- Work request: Repeat word for word the lines from the top of the records through the line containing "A single point marks each instance of the green foliage", and skip the pictures.

- Provided material:
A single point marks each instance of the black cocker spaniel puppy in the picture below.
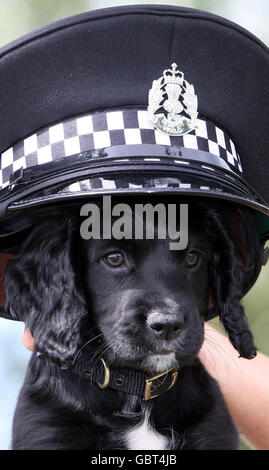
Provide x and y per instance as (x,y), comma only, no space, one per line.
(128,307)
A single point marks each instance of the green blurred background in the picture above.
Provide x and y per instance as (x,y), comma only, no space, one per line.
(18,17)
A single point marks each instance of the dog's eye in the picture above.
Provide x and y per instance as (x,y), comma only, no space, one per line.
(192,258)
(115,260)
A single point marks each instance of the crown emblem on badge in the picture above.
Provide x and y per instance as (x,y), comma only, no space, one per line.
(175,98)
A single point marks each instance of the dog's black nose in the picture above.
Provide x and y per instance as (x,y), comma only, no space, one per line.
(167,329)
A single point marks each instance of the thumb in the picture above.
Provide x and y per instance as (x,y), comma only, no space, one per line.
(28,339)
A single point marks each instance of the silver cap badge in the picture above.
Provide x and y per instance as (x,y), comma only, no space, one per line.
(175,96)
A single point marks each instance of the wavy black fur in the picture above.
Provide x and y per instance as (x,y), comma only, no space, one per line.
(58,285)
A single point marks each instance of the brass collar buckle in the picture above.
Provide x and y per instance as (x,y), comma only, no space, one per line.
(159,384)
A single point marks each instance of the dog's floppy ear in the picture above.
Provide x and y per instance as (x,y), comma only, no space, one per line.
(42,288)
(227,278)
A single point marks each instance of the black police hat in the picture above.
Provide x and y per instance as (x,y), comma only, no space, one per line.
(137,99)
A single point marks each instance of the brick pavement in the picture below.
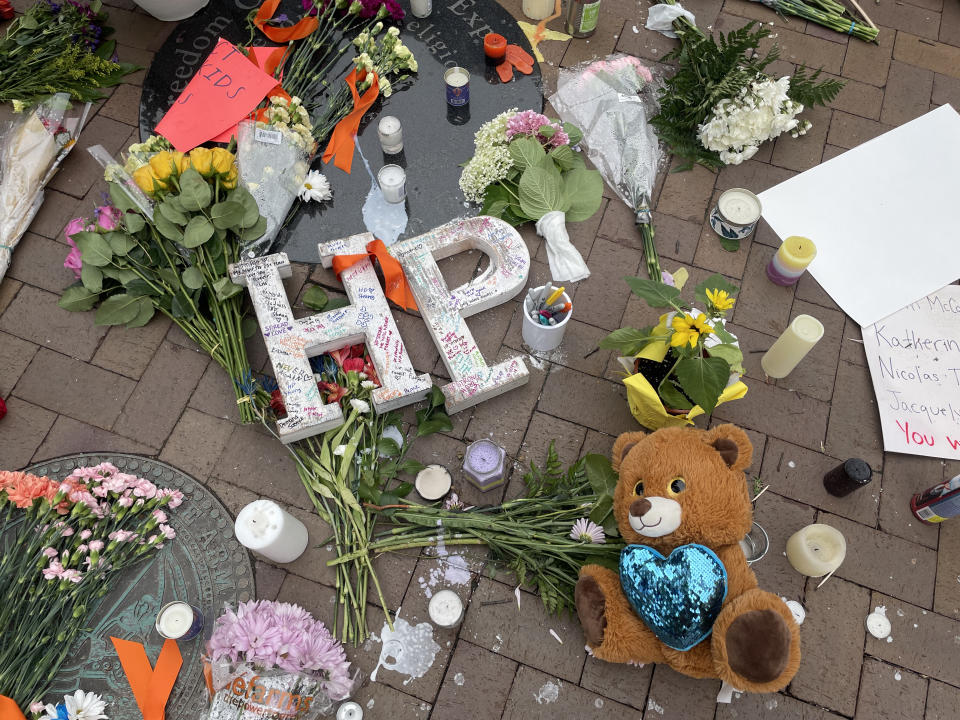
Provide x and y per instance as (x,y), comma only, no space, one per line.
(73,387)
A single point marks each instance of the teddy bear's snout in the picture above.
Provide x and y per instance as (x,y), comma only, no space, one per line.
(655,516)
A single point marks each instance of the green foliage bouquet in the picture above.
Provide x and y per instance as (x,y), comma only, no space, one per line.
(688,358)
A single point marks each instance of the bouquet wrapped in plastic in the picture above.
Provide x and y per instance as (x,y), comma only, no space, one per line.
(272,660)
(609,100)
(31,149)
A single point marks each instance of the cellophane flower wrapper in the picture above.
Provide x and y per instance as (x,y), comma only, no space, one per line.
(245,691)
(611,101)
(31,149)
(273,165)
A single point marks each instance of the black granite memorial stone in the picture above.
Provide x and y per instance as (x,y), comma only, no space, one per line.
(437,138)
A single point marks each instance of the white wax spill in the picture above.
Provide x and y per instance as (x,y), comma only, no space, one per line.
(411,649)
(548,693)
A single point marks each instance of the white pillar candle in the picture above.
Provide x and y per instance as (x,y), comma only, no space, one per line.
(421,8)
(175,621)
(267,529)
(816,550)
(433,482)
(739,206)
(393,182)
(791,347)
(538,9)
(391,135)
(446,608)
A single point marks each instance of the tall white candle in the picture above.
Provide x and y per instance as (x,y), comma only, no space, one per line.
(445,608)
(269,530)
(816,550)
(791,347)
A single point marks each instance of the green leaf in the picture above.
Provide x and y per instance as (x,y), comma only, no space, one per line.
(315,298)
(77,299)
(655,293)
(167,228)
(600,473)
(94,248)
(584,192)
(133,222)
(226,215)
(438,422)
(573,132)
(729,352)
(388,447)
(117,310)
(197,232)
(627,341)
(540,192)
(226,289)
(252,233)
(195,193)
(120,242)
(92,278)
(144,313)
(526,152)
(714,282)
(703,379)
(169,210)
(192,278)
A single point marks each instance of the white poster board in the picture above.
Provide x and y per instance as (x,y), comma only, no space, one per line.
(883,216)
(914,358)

- Response to this exercise:
A single point marks each instance of the black cocker spaniel puppy in the picture below.
Provide x and y per instance as (x,y), comma only, no space, one per line.
(128,307)
A single point marks each instance of the green blurred background in the picture above.
Provide x and y per instance as (x,y), comma only, no space, one per line.
(18,17)
A single point marks each instance of the dog's eye in the picture above.
Provide x and y per instance as (x,y), comma only, no space, one per line.
(192,258)
(115,260)
A single point marks each instance of the crown emblem on badge in the picture above.
Provide x and y per instance as (x,y), comma only, no space, one per line.
(175,98)
A single point marks each instance of the dog's black nose in the picture above.
Provide x and y per instance as (x,y), comma only, no space, one per line.
(167,329)
A single point marks each instance of the thumb in the picture above.
Provide x and y per instance as (x,y), comma only, no space, one per line.
(28,339)
A single point marks each instance of the silver cap badge in the picture above.
Provide x and y per instance as (x,y), comma only, no space, one per line.
(175,96)
A single point marks each instance of the wavy black fur in the picture above.
Provide x and y per instance as (x,y), comma only, no space, one per line.
(58,285)
A single point marks each instance of the brass collar buckle in the picture above.
Provide x and y per instance as (x,y), comma only, no space, one per line.
(159,384)
A single point marks each instance of the dog's floppy ear in the picture above.
Provide x and y per instance as (x,y), comma only, no space, one per line.
(42,288)
(227,278)
A single point marks each instance of the black police hat in the picture above.
Provide x and y per instance as (x,y), comma only, no space, one per line.
(137,99)
A single point marks each instance of the brick pavement in the picture below.
Provide x and y per instance as (x,y), comma only, no space, one per line.
(73,387)
A single point marks each instance of the teddy bear's snout in the picture above.
Provide x and y per instance as (x,y), comma only, no space, one per line.
(655,516)
A single point marks each instance of the green foliage bouquet in the picture above.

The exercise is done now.